◆ Instruction 1 ◆
In the excerpt below, what English word does the Portuguese "veado" translate to?

◆ Extract ◆
I must admit that Master Vinicius quoting a lesser-known story from Greek mythology as part of his future plans for his new faggot practically gave me a WIDE-ON. To me, there’s nothing sexier than an intelligent Alpha, and he’s definitely that. But I also think it’s amazing that Master Vinicius is utilizing historical narratives (from the very hierarchical Greeks, no less!) to build out a framework of how to own inferiors and train them. Very impressive!
But that framework Master Vinicius is building also includes how he might assert his dominance over other Alphas. Notice his reply the following day after his team won their game:
Hello, Sam. As promised, I’m answering your email from yesterday. I have a very small window during my day when I can sit down to write to you with no distractions – I get home from work before my wife, and that’s usually the window I have. Once she gets home she’s the one who I focus on. I believe you can understand that.
Yes, you can call me Sir! Hahaha
I don’t know what it is, but I’m getting more comfortable with those words as each day goes by. Even the word “faggot” is getting more and more natural to use. I know it’s a big slur in English speaking countries, and we don’t actually have one in Portuguese that is as specifically used to designate someone like you and also can be seen as a slur. We have the word “viado” (a variation of “veado”, with an /e/, which translates to “deer”) but the gays have taken pride to this word. Also, living in Rio is a fun thing: we curse A LOT and “viado” is used almost like a comma in a sentence. I mean… It’s common to call your buddies “viado” instead of “hey, bro!” – I don’t know if that makes sense to you, it’s just how it is here. But when we put it in the diminutive form, adding the suffix “-inho”, THEN it’s considered derogatory. That’s the word I use with Felipe now. “Viadinho.”
I listened to your podcast in the car on my way home. Good job on following my orders regarding the approach. And yes, it’s a fun theme song. Lol
It’s funny that you said that I’m also teaching other faggots, because I’m learning a lot about all of this from you. I guess the power exchange is also an exchange of knowledge in a way. Because you said you often fail at being a good faggot, but, from my experience talking to you, you’re doing an amazing job. You make me feel comfortable talking about all of this, I’m learning a lot about myself with the things you say and Felipe has been a different person since the two of you started talking about my situation. Give yourself more credit! Sure, everybody fails sometimes, I know I do! But you’re a very good boy, Sam. (See? That’s another thing I learned from reading your articles)

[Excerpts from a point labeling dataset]
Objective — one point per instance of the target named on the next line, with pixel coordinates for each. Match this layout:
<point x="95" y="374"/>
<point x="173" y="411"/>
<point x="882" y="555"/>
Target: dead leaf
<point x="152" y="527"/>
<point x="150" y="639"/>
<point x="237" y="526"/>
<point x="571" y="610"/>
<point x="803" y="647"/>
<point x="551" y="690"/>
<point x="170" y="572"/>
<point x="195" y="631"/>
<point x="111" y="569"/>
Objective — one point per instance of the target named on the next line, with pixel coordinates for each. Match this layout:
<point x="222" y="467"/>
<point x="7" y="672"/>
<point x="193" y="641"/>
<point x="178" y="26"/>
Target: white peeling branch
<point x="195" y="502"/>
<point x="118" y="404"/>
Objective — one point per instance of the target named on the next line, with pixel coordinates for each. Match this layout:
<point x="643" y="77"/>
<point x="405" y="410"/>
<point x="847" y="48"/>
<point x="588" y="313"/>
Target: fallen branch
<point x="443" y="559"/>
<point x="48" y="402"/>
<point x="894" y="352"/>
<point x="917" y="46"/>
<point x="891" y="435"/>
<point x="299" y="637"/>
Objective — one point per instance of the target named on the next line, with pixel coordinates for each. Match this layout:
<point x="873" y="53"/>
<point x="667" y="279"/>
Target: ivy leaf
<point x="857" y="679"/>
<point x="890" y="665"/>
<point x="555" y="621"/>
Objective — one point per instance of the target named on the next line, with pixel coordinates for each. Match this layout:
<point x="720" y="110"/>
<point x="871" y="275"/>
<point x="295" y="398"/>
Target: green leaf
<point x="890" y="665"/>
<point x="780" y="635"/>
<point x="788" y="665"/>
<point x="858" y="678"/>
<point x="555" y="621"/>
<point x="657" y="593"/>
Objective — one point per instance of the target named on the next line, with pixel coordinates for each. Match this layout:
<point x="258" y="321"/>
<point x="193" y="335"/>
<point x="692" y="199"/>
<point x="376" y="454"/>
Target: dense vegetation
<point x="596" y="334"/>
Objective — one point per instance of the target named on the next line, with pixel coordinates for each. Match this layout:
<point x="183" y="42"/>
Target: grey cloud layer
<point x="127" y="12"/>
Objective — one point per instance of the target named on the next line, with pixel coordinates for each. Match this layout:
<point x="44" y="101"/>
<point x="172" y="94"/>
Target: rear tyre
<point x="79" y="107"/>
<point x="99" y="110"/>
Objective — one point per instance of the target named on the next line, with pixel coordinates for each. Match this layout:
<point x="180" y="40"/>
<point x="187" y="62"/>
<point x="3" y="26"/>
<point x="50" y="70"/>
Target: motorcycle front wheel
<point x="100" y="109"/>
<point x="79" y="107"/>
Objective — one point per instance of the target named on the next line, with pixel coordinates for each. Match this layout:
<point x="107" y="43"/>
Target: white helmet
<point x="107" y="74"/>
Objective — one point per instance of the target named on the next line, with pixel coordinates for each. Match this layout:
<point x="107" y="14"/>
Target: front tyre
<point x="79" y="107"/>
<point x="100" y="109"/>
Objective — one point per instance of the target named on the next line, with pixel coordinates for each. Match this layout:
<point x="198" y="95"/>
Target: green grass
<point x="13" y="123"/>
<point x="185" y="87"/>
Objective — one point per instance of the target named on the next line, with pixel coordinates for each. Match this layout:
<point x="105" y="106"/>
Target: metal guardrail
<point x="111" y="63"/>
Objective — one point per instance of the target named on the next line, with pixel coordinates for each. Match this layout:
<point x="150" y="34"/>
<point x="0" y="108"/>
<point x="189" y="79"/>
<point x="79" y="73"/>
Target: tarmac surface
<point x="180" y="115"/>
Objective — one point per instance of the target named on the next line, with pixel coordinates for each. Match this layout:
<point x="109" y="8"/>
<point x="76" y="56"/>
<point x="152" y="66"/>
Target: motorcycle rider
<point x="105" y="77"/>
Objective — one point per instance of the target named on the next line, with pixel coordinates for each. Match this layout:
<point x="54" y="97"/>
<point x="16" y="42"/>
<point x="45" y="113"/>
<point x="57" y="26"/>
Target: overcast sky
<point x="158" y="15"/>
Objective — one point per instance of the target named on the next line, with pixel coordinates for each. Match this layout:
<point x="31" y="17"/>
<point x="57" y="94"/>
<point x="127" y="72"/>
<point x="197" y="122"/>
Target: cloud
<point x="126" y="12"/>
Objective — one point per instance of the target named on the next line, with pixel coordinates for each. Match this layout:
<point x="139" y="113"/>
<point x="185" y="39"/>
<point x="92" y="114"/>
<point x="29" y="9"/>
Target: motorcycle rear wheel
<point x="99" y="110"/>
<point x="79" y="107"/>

◆ Instruction 2 ◆
Pull out every line of the listing above that contains the string "front". Treat uppercase and lowercase letters as different.

◆ Right answer 1 ◆
It translates to "deer."

◆ Right answer 2 ◆
Target: motorcycle front wheel
Target: front tyre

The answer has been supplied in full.